+++ RECORDS TO USE +++
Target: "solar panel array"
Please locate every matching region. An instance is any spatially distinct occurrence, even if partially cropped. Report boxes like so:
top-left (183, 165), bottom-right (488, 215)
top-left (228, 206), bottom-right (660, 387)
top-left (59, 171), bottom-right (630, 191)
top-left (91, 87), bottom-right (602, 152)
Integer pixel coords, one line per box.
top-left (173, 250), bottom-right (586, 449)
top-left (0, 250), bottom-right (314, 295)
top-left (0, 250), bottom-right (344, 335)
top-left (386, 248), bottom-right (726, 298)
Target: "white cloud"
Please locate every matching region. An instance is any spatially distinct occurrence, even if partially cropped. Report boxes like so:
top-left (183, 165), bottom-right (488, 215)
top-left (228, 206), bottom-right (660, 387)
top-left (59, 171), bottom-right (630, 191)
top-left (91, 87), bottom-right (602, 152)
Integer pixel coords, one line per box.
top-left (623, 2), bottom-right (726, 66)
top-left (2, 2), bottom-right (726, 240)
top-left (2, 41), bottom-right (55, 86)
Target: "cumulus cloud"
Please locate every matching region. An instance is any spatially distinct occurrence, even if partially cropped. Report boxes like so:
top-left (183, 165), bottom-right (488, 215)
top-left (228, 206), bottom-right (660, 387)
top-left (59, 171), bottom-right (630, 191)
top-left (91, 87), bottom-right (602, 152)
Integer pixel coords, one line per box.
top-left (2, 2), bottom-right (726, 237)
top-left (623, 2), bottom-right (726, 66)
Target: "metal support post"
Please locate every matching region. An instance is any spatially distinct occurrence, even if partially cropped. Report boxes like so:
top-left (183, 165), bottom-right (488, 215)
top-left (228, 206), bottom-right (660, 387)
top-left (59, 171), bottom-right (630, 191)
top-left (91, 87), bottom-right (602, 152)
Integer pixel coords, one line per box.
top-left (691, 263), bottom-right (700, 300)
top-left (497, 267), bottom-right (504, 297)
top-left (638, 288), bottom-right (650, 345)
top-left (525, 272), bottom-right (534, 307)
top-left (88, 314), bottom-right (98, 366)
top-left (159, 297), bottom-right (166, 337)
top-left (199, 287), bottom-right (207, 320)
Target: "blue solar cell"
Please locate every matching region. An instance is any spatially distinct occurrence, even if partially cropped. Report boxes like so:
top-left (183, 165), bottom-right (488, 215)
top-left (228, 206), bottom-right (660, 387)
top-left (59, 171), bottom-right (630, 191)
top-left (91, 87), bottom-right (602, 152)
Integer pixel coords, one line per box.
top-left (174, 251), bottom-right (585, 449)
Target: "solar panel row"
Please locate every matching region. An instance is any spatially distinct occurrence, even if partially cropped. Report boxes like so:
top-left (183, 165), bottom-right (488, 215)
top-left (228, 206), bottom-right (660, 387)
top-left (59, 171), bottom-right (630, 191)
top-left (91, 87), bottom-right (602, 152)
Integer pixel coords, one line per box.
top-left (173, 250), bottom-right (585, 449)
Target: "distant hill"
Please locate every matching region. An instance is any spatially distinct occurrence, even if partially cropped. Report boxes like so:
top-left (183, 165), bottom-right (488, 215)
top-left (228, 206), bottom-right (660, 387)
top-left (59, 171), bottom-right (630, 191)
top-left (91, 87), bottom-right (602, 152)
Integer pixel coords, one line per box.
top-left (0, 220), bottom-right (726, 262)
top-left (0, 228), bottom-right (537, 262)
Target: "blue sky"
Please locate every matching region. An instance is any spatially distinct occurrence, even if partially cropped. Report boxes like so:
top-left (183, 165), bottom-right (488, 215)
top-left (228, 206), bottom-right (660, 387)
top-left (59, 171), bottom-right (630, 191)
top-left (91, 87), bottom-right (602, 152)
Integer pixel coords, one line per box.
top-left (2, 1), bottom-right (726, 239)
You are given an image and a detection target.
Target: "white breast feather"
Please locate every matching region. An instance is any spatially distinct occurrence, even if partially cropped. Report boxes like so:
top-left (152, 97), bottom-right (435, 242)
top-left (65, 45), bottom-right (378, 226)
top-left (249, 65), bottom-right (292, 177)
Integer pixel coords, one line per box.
+++
§ **YOUR GOAL**
Take the line that contains "You are given" and every line after it through the end of the listing above, and repeat them exactly.

§ **PROBLEM SOLUTION**
You are given an image and a detection target.
Target: "white breast feather"
Please locate every matching region. An instance is any spatially distinct occurrence, even if partially cropped. Report boxes like so:
top-left (152, 97), bottom-right (435, 242)
top-left (65, 45), bottom-right (378, 226)
top-left (249, 65), bottom-right (292, 177)
Integer pixel coords, one line per box.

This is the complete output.